§ **Il compito**:
Trascrivi tali e quali le righe dei record qui sotto, dalla riga che contiene "the metal pot" fino alla riga che contiene "(1066, 592)", entrambe comprese.

Annotazioni a punti per foto:
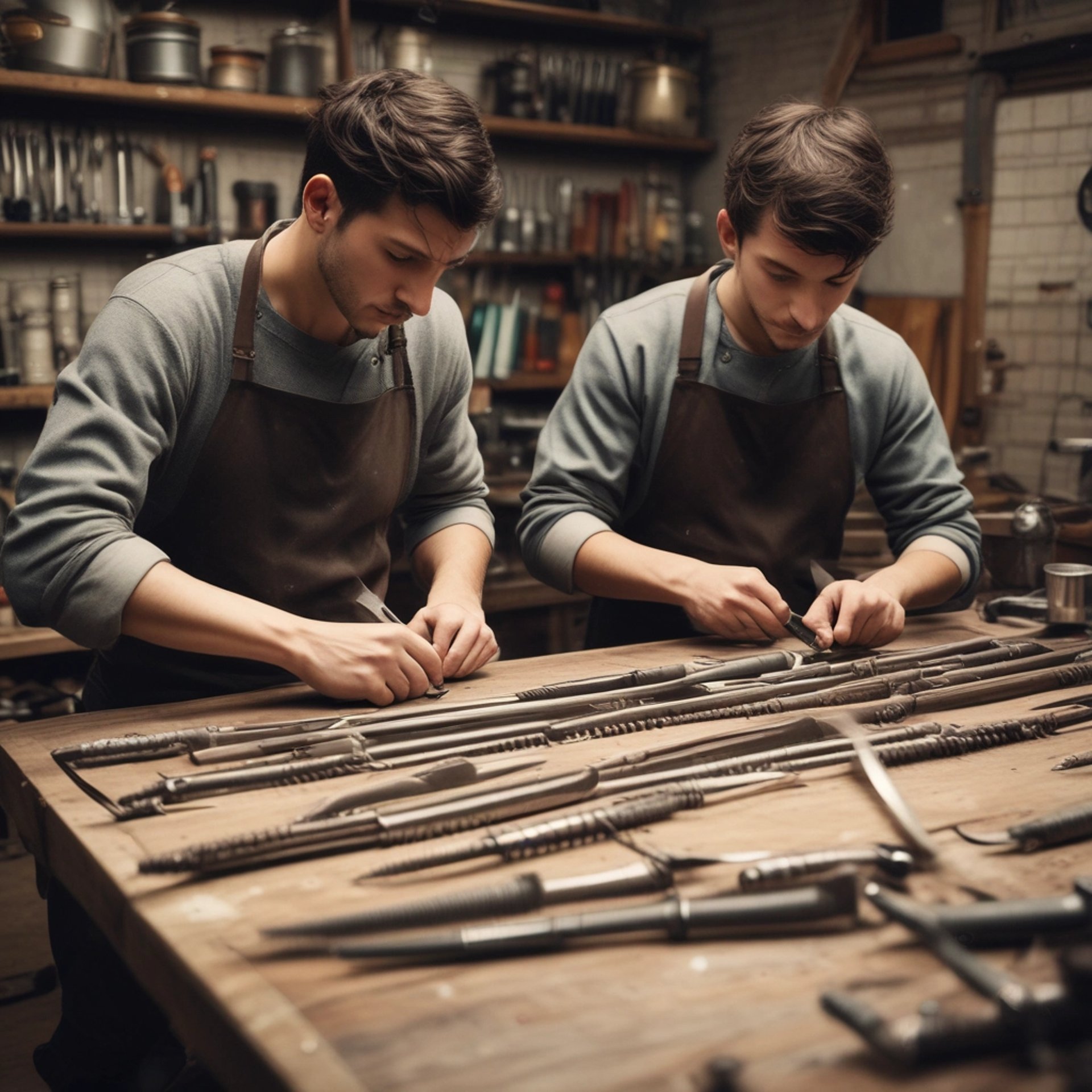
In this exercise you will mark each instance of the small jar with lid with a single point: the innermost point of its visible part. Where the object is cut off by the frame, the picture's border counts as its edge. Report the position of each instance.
(36, 349)
(65, 295)
(297, 61)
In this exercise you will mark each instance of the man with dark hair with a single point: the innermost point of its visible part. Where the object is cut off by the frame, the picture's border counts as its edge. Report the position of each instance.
(713, 435)
(209, 503)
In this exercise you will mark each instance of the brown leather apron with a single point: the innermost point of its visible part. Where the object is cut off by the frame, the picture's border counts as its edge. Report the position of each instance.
(288, 504)
(738, 482)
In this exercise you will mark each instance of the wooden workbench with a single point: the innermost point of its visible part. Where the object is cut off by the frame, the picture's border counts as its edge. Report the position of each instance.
(635, 1016)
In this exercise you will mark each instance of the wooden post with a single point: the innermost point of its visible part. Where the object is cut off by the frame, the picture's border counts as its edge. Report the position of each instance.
(983, 92)
(345, 68)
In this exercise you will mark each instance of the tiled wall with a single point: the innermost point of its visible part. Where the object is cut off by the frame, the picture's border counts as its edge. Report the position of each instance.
(1040, 287)
(1043, 149)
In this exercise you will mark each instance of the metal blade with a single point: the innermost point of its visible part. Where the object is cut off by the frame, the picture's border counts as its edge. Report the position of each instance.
(880, 781)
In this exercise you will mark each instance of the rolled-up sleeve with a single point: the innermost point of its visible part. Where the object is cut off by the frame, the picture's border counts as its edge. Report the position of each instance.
(71, 557)
(585, 460)
(450, 484)
(915, 483)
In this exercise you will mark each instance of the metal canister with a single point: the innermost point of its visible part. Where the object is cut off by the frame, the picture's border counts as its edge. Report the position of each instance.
(163, 47)
(65, 295)
(234, 69)
(297, 61)
(36, 349)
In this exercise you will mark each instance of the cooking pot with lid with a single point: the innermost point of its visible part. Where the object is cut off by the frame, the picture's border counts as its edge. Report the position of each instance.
(69, 38)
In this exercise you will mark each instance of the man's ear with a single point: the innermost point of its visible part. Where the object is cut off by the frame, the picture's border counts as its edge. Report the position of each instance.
(321, 205)
(730, 243)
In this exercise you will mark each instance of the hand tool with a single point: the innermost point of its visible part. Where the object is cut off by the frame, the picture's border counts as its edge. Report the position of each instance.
(210, 193)
(519, 843)
(60, 209)
(173, 183)
(123, 160)
(873, 769)
(447, 775)
(1075, 762)
(796, 627)
(1010, 922)
(96, 210)
(20, 208)
(985, 979)
(637, 684)
(375, 829)
(913, 1042)
(955, 689)
(1068, 825)
(829, 903)
(34, 175)
(890, 861)
(77, 149)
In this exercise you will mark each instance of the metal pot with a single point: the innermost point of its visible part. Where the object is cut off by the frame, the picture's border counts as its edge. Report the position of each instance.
(297, 61)
(664, 100)
(234, 69)
(409, 48)
(63, 36)
(163, 47)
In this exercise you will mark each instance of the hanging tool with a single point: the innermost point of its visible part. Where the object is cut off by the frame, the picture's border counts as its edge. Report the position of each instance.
(871, 766)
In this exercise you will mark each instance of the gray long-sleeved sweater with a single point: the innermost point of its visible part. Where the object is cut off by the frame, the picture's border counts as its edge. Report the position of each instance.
(134, 411)
(599, 448)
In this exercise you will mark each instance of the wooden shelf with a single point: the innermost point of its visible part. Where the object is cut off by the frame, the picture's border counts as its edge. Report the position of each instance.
(16, 642)
(454, 14)
(209, 101)
(27, 398)
(613, 136)
(560, 258)
(530, 382)
(134, 235)
(155, 96)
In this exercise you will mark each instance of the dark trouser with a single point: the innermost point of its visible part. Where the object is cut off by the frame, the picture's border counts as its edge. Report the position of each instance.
(111, 1037)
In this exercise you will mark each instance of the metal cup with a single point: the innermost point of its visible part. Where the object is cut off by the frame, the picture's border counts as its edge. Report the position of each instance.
(1066, 592)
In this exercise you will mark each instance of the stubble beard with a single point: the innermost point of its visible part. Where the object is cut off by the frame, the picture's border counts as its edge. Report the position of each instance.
(332, 268)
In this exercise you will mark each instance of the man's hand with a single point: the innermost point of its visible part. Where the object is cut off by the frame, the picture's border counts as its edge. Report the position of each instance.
(380, 662)
(852, 612)
(734, 602)
(459, 635)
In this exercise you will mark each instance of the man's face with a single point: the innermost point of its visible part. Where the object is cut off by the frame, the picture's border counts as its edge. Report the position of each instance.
(784, 296)
(382, 267)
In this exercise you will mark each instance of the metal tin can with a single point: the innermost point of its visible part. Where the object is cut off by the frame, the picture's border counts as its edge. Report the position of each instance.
(36, 349)
(65, 293)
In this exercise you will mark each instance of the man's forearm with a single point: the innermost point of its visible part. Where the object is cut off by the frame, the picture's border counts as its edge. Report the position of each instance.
(452, 562)
(920, 579)
(615, 567)
(172, 609)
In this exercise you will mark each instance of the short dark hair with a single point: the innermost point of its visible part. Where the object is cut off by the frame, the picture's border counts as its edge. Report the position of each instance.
(822, 174)
(398, 133)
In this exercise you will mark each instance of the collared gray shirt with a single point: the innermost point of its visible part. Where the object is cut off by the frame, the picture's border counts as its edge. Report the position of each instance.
(134, 411)
(598, 451)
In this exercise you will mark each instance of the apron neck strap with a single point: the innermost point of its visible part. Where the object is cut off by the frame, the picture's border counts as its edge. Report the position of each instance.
(828, 363)
(396, 348)
(243, 341)
(694, 325)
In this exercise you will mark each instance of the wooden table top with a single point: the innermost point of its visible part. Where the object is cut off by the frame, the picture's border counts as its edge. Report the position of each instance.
(635, 1015)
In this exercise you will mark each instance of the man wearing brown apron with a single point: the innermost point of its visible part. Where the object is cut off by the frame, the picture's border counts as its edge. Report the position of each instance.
(714, 433)
(209, 504)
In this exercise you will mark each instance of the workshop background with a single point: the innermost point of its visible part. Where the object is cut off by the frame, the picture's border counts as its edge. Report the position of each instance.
(613, 167)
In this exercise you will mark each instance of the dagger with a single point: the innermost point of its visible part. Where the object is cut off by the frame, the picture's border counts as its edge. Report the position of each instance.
(829, 903)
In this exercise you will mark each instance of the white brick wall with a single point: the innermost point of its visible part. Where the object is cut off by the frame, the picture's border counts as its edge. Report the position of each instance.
(1037, 239)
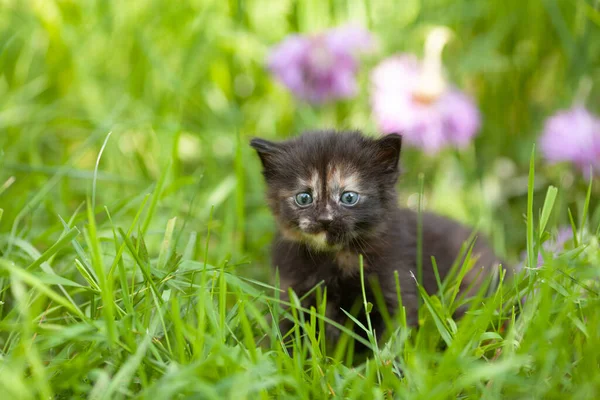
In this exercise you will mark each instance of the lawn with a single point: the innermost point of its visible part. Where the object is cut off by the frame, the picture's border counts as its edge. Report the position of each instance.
(134, 231)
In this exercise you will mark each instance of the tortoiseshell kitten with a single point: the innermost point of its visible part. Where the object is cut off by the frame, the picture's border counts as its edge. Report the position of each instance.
(333, 197)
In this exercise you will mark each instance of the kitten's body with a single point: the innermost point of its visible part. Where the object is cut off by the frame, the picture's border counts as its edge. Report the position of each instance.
(321, 241)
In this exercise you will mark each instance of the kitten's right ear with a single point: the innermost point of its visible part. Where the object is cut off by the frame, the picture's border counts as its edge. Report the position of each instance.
(266, 150)
(389, 151)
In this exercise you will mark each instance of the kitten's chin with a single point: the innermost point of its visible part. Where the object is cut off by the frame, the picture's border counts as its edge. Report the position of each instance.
(320, 241)
(317, 241)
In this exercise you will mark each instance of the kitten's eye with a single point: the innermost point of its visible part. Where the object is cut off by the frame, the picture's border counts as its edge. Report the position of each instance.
(349, 198)
(303, 199)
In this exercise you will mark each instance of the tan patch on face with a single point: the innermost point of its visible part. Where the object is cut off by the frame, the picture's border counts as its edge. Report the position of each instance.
(342, 178)
(313, 182)
(290, 234)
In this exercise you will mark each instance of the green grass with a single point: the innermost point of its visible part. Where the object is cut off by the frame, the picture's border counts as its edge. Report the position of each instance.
(134, 235)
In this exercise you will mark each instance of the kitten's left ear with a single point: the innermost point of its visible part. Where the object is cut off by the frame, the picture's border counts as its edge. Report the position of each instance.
(265, 149)
(388, 153)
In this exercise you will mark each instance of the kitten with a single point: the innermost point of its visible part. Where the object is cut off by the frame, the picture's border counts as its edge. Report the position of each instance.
(333, 197)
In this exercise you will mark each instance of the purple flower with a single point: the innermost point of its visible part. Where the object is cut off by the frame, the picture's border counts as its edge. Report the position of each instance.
(411, 97)
(320, 68)
(572, 136)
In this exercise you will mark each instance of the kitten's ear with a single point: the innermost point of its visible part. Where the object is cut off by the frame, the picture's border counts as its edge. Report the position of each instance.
(265, 149)
(388, 153)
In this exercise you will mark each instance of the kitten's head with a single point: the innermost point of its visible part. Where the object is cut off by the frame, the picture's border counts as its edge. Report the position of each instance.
(327, 189)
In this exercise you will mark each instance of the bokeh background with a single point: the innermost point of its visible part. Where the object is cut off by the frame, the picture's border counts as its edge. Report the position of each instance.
(183, 86)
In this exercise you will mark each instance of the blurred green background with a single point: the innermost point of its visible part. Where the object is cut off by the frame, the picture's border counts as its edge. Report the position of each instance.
(182, 86)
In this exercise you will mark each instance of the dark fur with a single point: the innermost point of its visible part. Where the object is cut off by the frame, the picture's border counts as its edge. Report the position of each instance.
(376, 227)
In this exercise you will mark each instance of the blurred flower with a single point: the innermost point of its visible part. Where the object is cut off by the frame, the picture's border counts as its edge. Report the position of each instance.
(323, 67)
(412, 97)
(573, 136)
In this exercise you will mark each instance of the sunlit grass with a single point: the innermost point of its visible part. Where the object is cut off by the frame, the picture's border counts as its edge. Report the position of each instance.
(136, 264)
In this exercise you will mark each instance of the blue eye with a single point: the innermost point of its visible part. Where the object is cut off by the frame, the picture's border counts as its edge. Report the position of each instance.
(349, 198)
(303, 199)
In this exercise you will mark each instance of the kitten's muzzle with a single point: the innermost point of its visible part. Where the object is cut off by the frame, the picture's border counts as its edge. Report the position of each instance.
(325, 221)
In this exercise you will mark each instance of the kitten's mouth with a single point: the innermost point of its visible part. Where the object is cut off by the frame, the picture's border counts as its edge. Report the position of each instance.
(322, 241)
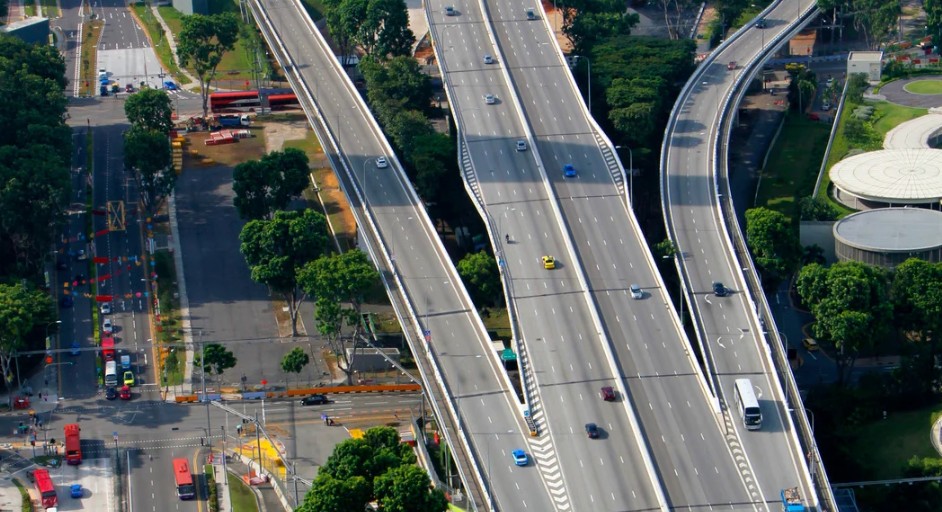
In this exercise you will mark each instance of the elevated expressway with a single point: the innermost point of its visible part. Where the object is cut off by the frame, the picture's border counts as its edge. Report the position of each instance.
(473, 400)
(696, 460)
(737, 332)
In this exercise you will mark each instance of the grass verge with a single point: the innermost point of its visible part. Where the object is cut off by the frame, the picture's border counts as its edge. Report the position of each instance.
(169, 326)
(91, 32)
(882, 448)
(242, 497)
(158, 40)
(793, 165)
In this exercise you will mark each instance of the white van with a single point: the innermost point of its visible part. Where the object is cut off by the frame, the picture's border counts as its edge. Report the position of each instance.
(111, 374)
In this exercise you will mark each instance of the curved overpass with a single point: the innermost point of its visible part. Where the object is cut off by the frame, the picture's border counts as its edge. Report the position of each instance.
(737, 332)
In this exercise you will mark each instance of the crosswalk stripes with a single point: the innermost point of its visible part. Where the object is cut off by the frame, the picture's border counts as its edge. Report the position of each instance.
(541, 447)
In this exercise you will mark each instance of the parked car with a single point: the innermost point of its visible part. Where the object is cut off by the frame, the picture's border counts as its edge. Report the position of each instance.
(315, 400)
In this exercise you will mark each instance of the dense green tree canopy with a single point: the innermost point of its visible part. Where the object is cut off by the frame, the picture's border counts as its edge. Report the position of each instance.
(150, 109)
(147, 153)
(202, 42)
(277, 249)
(265, 186)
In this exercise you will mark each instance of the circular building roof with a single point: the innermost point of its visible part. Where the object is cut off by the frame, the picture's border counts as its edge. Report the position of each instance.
(897, 176)
(891, 230)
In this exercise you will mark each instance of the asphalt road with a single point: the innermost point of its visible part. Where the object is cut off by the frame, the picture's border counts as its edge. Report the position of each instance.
(486, 404)
(554, 315)
(728, 326)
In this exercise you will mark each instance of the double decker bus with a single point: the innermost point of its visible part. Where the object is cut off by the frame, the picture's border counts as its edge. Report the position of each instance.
(45, 488)
(183, 479)
(235, 101)
(748, 404)
(73, 444)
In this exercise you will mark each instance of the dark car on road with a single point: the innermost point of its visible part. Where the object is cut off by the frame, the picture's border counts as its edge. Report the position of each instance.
(315, 400)
(720, 290)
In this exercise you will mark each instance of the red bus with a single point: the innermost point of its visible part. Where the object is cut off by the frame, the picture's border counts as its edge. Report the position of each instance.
(47, 491)
(235, 101)
(184, 479)
(107, 349)
(73, 444)
(283, 101)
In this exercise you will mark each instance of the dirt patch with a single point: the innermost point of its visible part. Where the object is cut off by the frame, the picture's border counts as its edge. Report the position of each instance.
(284, 129)
(198, 153)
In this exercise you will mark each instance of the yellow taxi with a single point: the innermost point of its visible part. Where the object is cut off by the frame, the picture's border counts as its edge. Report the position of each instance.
(811, 344)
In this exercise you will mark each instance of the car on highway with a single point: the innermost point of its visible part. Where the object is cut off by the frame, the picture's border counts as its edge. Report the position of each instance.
(607, 393)
(315, 400)
(719, 289)
(520, 457)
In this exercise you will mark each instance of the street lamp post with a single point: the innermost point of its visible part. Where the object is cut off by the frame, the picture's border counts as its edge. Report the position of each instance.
(631, 174)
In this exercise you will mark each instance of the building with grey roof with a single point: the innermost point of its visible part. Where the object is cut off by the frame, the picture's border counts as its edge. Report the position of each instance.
(889, 236)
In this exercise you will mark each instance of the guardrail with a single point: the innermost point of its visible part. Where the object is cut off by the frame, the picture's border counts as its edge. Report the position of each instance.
(756, 297)
(337, 157)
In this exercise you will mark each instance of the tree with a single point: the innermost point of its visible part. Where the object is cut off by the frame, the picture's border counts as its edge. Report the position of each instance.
(150, 109)
(21, 309)
(773, 243)
(202, 42)
(295, 361)
(408, 489)
(336, 280)
(268, 185)
(277, 249)
(148, 154)
(329, 494)
(214, 359)
(385, 30)
(480, 273)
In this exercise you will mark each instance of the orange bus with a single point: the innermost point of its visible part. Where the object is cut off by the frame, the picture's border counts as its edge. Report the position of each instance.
(46, 489)
(184, 479)
(73, 444)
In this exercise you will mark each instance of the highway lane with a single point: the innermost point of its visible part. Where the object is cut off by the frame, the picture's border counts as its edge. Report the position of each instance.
(693, 460)
(728, 325)
(554, 318)
(485, 402)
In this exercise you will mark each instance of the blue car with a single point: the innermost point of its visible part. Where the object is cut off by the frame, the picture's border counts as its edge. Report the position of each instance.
(520, 457)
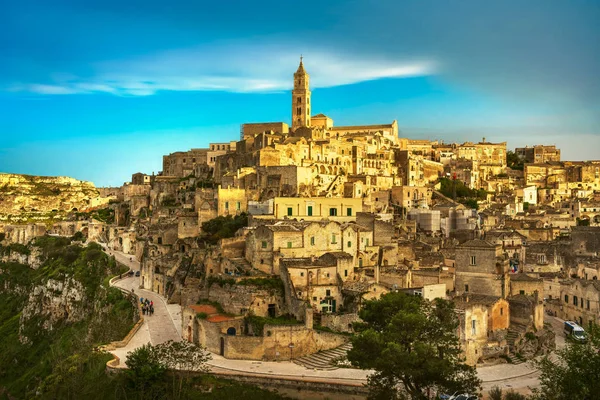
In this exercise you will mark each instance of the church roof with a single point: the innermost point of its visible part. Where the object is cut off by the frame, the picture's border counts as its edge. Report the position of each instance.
(300, 69)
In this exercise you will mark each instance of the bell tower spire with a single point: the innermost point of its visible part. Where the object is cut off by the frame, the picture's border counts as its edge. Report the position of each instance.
(301, 98)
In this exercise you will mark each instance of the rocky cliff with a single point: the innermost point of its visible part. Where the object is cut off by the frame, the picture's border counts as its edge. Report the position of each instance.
(27, 198)
(56, 306)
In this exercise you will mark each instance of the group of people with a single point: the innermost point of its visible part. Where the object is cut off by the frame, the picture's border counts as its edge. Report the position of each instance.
(147, 306)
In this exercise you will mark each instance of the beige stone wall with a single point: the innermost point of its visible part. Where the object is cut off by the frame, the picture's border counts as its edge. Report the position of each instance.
(340, 322)
(319, 207)
(527, 287)
(274, 346)
(187, 226)
(241, 299)
(231, 201)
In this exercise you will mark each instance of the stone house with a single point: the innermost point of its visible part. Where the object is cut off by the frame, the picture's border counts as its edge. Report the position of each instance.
(525, 284)
(481, 268)
(317, 208)
(545, 257)
(580, 301)
(483, 324)
(318, 281)
(268, 244)
(513, 244)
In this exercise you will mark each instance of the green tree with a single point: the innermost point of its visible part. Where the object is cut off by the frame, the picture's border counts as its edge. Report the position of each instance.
(574, 373)
(145, 372)
(148, 366)
(412, 346)
(513, 161)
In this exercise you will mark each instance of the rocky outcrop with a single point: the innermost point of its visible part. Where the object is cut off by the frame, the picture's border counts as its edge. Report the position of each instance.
(39, 195)
(55, 301)
(31, 258)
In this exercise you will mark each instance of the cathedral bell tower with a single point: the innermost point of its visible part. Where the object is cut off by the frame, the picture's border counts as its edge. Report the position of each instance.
(300, 98)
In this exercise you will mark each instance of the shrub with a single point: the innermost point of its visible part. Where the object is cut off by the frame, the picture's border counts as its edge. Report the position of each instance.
(495, 393)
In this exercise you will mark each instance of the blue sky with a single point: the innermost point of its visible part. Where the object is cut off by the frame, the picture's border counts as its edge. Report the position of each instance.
(99, 90)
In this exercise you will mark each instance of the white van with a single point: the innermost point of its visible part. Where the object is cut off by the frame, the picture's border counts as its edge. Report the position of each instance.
(574, 332)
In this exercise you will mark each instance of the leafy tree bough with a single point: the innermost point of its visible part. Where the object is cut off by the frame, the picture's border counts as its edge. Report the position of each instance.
(412, 346)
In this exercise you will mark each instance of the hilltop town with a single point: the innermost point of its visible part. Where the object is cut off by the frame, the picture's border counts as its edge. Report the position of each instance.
(273, 240)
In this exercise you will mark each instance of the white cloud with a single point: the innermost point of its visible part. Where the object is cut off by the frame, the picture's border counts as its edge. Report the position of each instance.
(229, 67)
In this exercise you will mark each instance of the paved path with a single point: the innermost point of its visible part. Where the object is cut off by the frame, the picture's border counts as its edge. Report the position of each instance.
(165, 325)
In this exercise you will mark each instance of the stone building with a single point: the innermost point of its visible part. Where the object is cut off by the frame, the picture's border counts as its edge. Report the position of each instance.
(483, 324)
(580, 301)
(481, 268)
(538, 153)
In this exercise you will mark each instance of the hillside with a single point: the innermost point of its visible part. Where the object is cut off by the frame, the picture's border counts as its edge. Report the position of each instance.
(52, 317)
(26, 198)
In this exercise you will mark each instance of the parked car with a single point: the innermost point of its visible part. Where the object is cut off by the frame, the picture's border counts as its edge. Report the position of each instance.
(574, 332)
(448, 396)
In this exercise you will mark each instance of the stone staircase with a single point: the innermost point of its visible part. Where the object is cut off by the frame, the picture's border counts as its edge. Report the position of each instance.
(512, 335)
(323, 359)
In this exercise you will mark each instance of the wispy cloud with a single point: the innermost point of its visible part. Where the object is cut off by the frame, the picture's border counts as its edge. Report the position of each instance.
(231, 68)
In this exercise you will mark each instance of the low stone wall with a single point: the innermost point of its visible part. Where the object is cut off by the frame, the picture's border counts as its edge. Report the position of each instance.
(340, 322)
(115, 362)
(275, 344)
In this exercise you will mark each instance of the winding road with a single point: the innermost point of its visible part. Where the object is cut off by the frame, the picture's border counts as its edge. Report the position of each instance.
(165, 325)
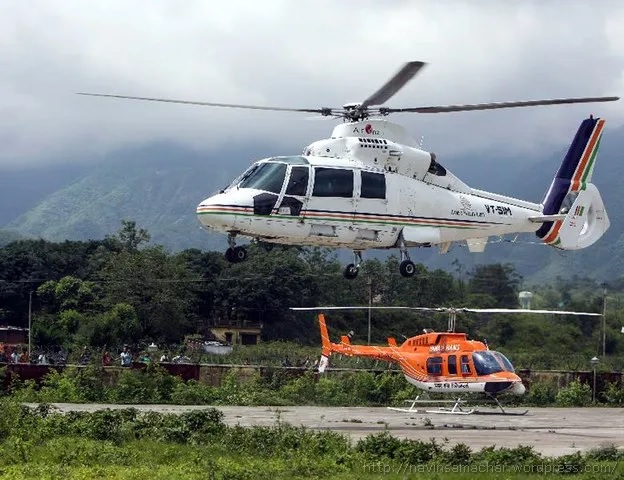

§ **Il risultato**:
In this exercise you will mark each instance of the metal pot with a single point: the innermost point of its visible part. Where the object is cut off by the frame, the picture's border counts as its edge. Report the position of each instance.
(297, 61)
(664, 100)
(234, 69)
(409, 48)
(63, 36)
(163, 47)
In this exercise you will mark each instance of the hanging tool with a single point: the innermost point of its visible part. Where the object is cut off by the frame, the picture's border counts as its edge. Report the position of each instance.
(871, 766)
In this exercise you will mark each instance of the gray long-sleeved sweater with a single point: the innermost point of its visible part. Where the object is cut off by the frame, the picture's border counts as its edge. Report the position of each instance.
(134, 411)
(599, 448)
In this exercise you will mark each instance of the wooden shelf with a single point: the innermost point of its visible part. Where the object is cut off by the frame, the picture's border counts as its edge. Report the position of each instance.
(16, 642)
(454, 14)
(209, 101)
(27, 398)
(613, 136)
(560, 258)
(530, 382)
(134, 235)
(155, 96)
In this exercise you will mark each instance of the dark trouser with a single point: the innermost point of its visible part. Where the object is cut off by the frame, the picture's border counts as its edge. Report the position of each instance.
(111, 1037)
In this exercise you will mark each instance of the metal cup with a single point: the innermost point of its visible part. Where the object is cut off by the frame, the picture's border counts as its edge. Report the position of each instance.
(1066, 592)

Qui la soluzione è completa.